• [Passage to read]:
>> start

Just their existence is mind-bending, taking what people experience every day on Earth — light and time — and warping them in such a way that seems unreal.

“Black holes, because they are so hard to understand, is what makes them so appealing,” Ghez told The Associated Press Tuesday morning. “I really think of science as a big, giant puzzle.”

Ghez, 55, went to college as a math major because the concept of infinity fascinated her. Because time slows and even stops in these black holes, Ghez said she is still studying infinity in a way.

“You get this mixing of space and time,” Ghez said, adding that’s what makes black holes so hard to understand.

Einstein laid foundation

Penrose, 89, proved with mathematics that the formation of black holes was possible, based heavily on Albert Einstein’s general theory of relativity.

“Einstein did not himself believe that black holes really exist, these super-heavyweight monsters that capture everything that enters them,” the committee said. “Nothing can escape, not even light.”

Martin Rees, the British astronomer royal, noted that Penrose triggered a “renaissance” in the study of relativity in the 1960s, and that, together with a young Stephen Hawking, he helped firm up evidence for the Big Bang and black holes.

British scientist Roger Penrose proved with mathematics that the formation of black holes was possible. (Danny Lawson/PA/The Associated Press)

“Penrose and Hawking are the two individuals who have done more than anyone else since Einstein to deepen our knowledge of gravity,” Rees said. “Sadly, this award was too much delayed to allow Hawking to share the credit.”

Hawking died in 2018, and Nobel prizes are only awarded to living scientists.

It wasn’t until the 1990s that Genzel, 68, and Ghez, each leading a group of astronomers, trained their sights on the dust-covered centre of our Milky Way galaxy, a region called Sagittarius A*, where something strange was going on.

>> end

• [Written tasks]:
(1) Reproduce a portion of the black hole article word for word, beginning at the words "Ghez, 55, went" and stopping after "hard to understand.".
(2) Based on the black hole article, decide whether each statement agrees with it, answering yes or no and quoting the deciding words: (a) Penrose is 89 years old. (b) Einstein believed that black holes really exist. (c) Ghez went to college as a physics major.

(Some rows)
>> start

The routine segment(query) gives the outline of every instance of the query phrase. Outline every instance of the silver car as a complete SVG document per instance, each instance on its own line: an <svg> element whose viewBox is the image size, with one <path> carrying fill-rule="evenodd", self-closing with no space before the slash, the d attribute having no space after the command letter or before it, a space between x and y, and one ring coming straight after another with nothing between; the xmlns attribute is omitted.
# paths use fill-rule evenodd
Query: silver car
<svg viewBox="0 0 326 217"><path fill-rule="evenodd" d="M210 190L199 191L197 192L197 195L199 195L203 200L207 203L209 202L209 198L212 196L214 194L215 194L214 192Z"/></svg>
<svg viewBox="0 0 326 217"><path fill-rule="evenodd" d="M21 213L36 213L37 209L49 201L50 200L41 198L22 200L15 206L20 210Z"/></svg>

>> end

• [Solutions by task]:
(1)
Ghez, 55, went to college as a math major because the concept of infinity fascinated her. Because time slows and even stops in these black holes, Ghez said she is still studying infinity in a way.

“You get this mixing of space and time,” Ghez said, adding that’s what makes black holes so hard to understand.

(2)
(a) Yes: "Penrose, 89, proved with mathematics that the formation of black holes was possible"
(b) No: "Einstein did not himself believe that black holes really exist"
(c) No: "Ghez, 55, went to college as a math major"